## Your goal
Please repeat all the entries. Nothing may differ.

## Entries provided
"""

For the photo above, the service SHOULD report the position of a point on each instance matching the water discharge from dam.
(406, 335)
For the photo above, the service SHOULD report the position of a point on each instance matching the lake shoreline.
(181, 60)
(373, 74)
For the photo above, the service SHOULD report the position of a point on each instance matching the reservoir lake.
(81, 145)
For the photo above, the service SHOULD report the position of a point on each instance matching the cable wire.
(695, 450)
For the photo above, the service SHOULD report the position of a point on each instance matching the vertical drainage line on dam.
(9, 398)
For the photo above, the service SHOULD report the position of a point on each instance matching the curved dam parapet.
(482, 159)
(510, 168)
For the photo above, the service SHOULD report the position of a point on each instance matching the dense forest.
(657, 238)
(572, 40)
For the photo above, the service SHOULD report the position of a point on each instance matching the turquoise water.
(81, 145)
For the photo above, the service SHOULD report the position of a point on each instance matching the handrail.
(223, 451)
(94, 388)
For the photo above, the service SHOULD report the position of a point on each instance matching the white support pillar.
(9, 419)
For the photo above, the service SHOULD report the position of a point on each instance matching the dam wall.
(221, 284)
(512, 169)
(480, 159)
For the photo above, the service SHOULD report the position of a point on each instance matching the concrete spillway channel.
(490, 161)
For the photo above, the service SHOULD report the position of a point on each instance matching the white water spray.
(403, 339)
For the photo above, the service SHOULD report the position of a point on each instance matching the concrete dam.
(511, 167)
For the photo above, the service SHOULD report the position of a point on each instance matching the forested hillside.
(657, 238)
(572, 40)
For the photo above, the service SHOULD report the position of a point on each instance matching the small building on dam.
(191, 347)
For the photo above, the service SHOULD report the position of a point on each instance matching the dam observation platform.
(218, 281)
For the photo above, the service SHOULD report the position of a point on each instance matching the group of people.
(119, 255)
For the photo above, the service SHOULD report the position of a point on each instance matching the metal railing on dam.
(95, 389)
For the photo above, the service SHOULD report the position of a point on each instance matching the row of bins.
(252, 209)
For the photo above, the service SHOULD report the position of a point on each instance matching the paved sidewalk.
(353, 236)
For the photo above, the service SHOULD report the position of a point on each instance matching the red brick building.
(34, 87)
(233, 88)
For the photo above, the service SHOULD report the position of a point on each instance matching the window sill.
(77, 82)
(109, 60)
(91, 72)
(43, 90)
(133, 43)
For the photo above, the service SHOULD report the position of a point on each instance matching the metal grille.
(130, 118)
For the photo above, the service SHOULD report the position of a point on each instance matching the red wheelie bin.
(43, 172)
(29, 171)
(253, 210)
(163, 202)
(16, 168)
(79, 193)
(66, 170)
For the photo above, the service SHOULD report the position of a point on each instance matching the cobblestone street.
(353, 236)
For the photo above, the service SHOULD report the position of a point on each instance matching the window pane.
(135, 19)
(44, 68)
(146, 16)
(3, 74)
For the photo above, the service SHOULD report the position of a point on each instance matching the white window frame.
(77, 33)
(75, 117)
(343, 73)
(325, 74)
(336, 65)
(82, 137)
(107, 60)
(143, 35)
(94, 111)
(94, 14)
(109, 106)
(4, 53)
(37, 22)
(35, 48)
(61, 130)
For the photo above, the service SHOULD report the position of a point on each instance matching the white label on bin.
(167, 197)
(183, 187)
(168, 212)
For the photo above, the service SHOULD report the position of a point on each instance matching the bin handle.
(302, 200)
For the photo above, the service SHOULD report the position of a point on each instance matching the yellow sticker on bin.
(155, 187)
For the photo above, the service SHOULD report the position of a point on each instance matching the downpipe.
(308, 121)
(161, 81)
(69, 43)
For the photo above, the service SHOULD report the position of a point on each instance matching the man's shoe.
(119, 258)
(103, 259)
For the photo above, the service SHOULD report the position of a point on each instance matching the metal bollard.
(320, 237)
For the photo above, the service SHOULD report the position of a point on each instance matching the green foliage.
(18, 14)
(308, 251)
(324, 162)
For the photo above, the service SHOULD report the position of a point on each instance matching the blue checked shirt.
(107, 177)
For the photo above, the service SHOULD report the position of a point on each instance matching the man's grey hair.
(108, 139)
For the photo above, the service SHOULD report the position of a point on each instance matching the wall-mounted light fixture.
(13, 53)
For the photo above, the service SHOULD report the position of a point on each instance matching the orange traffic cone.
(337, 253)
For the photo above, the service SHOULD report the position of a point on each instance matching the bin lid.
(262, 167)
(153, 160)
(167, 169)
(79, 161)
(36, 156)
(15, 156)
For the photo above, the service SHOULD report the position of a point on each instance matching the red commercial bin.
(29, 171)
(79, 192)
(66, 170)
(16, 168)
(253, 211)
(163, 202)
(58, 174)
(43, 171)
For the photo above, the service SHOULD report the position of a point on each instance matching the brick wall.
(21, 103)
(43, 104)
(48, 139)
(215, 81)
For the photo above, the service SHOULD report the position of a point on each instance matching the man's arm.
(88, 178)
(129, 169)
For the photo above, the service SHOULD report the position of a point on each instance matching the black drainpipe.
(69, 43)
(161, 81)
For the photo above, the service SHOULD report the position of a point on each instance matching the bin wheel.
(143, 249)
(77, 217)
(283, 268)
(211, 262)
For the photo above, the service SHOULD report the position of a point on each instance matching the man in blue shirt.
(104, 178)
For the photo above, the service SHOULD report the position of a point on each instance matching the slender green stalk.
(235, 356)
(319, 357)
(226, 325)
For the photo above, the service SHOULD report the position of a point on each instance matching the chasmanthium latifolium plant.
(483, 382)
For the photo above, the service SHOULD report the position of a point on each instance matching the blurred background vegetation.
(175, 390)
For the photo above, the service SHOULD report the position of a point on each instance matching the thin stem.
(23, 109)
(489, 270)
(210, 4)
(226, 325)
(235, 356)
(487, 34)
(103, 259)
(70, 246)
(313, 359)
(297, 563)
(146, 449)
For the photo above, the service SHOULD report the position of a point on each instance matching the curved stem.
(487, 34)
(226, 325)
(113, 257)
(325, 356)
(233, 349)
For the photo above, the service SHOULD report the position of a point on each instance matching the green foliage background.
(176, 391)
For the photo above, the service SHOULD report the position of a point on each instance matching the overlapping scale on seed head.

"""

## Solution to the problem
For the photo above, the service SHOULD report the position of a point on each instance matching the water discharge from dam.
(406, 335)
For the photo above, the service SHOULD report the position of a point on each instance matching the lake shoreline.
(181, 60)
(373, 74)
For the photo above, the service SHOULD report the position of a point on each instance matching the reservoir lake.
(81, 145)
For the photo above, the service SHOULD report the position of a point on each instance matching the cable wire.
(695, 450)
For the photo above, the service SHOULD report the position of a point on each instance matching the vertical drainage line on dam.
(9, 398)
For the photo above, the service SHOULD report the position of a point on each instance matching the curved dam parapet.
(482, 159)
(510, 168)
For the photo above, the service SHOULD report the position of a point on each instance matching the dense forest.
(657, 238)
(572, 40)
For the photo above, the service SHOULD report the position of a point on each instance matching the turquoise water.
(81, 145)
For the photo above, the service SHOULD report the position of a point on each instance matching the handrail.
(223, 451)
(94, 388)
For the photo above, the service SHOULD report the position of a point on each instance matching the white support pillar.
(9, 419)
For the photo above, the service SHOULD report the position of a point on each instance matching the dam wall.
(221, 284)
(512, 169)
(480, 159)
For the photo above, the service SHOULD report the position of a point on each instance matching the concrete spillway channel.
(490, 161)
For the photo above, the service SHOULD report the position of a point on each instance matching the white water spray.
(403, 339)
For the photo above, the service SHOULD report the position of a point on each instance matching the concrete dam.
(511, 167)
For the photo above, the service SHOULD report the position of a point on each instance matching the forested hillside.
(657, 238)
(572, 40)
For the photo above, the service SHOULD report the position of a point on each instance matching the small building on dam.
(191, 347)
For the photo above, the service SHOULD report the position of a point on each instance matching the dam observation platform.
(218, 281)
For the photo above, the service SHOULD report the position of a point on each instance matching the group of people.
(119, 255)
For the photo above, the service SHOULD report the position of a point on each instance matching the metal railing on dam.
(95, 389)
For the photo above, the service SHOULD report the position of a point on each instance matching the row of bins.
(252, 209)
For the photo above, the service SHOULD report the position of a point on each instance matching the paved sidewalk.
(353, 236)
For the photo above, the service SHOULD report the position of a point on each instance matching the red brick building.
(34, 87)
(233, 88)
For the photo above, the service SHOULD report the position of a point on each instance matching the window sill.
(77, 82)
(109, 60)
(91, 72)
(43, 90)
(133, 43)
For the photo above, the service SHOULD report the position of a point on each instance matching the metal grille.
(130, 118)
For the photo above, the service SHOULD report the position of a point on each instance matching the red wheelie bin.
(43, 172)
(29, 171)
(253, 210)
(163, 202)
(16, 168)
(79, 193)
(66, 170)
For the photo above, the service SHOULD report the position of a point on each instance matching the cobblestone street.
(353, 236)
For the photo above, the service SHOULD report the position of a point on each instance matching the window pane.
(135, 19)
(44, 68)
(146, 16)
(3, 74)
For the photo above, the service SHOULD report the position of a point on each instance matching the white window frame.
(77, 33)
(75, 117)
(343, 73)
(325, 74)
(336, 65)
(82, 137)
(107, 60)
(143, 35)
(94, 111)
(94, 14)
(109, 106)
(4, 53)
(37, 22)
(35, 48)
(61, 130)
For the photo above, the service SHOULD report the position of a point on each instance matching the white label on bin.
(167, 197)
(183, 187)
(168, 212)
For the photo above, the service SHOULD report the position of a point on each instance matching the bin handle.
(302, 200)
For the photo above, the service SHOULD report the position of a point on each instance matching the yellow sticker on bin.
(155, 187)
For the photo above, the service SHOULD report the position of a point on each instance matching the downpipe.
(308, 121)
(161, 81)
(69, 43)
For the photo above, the service SHOULD report the position of a point on each instance matching the man's shoe.
(119, 258)
(103, 259)
For the photo above, the service SHOULD report the position of a point on each instance matching the metal bollard.
(320, 237)
For the photo above, the service SHOULD report the position of a point on each instance matching the green foliage.
(18, 14)
(308, 251)
(324, 162)
For the photo above, the service SHOULD report the position of a point on each instance matching the blue checked shirt.
(107, 177)
For the photo above, the service SHOULD report the position of a point on each instance matching the man's grey hair.
(108, 139)
For the photo above, the service SHOULD report the position of a point on each instance matching the wall-mounted light fixture.
(13, 53)
For the photo above, the service SHOULD report the position of a point on each instance matching the orange traffic cone.
(337, 253)
For the photo above, the service SHOULD report the position of a point on each instance matching the bin lid.
(262, 167)
(153, 160)
(167, 169)
(79, 161)
(36, 156)
(15, 156)
For the photo above, the service SHOULD report the position of a point on each instance matching the red commercial bin.
(29, 171)
(79, 192)
(66, 170)
(16, 168)
(253, 211)
(163, 202)
(58, 174)
(43, 171)
For the photo above, the service SHOULD report the position of a point on each instance matching the brick wall.
(21, 103)
(43, 104)
(48, 139)
(215, 81)
For the photo above, the service SHOULD report the position of a point on each instance matching the man's arm.
(88, 178)
(129, 169)
For the photo above, the service SHOULD report the position of a point on each instance matching the black drainpipe.
(69, 43)
(161, 81)
For the photo above, the service SHOULD report the position of a point on each instance matching the bin wheel.
(143, 249)
(77, 217)
(283, 268)
(211, 262)
For the photo above, the service SHOULD report the position of a point on each instance matching the man in blue shirt.
(104, 178)
For the photo above, the service SHOULD report the position of a point on each instance matching the slender green stalk.
(235, 356)
(319, 357)
(226, 325)
For the photo above, the service SHOULD report the position of a point on each instance matching the chasmanthium latifolium plant.
(483, 382)
For the photo above, the service SHOULD report the position of a point on each instance matching the blurred background vegetation.
(175, 390)
For the photo above, the service SHOULD report the position of a point on each instance matching the thin stem.
(23, 109)
(489, 270)
(210, 4)
(226, 325)
(235, 356)
(487, 34)
(103, 259)
(70, 246)
(313, 359)
(297, 563)
(146, 449)
For the photo above, the service SHOULD report the position of a point on each instance matching the curved stem.
(487, 34)
(226, 325)
(113, 257)
(325, 356)
(233, 349)
For the photo above, the service SHOULD report the position of a point on each instance matching the green foliage background.
(176, 391)
For the photo above, the service SHOULD report the position of a point on each instance matching the overlapping scale on seed head.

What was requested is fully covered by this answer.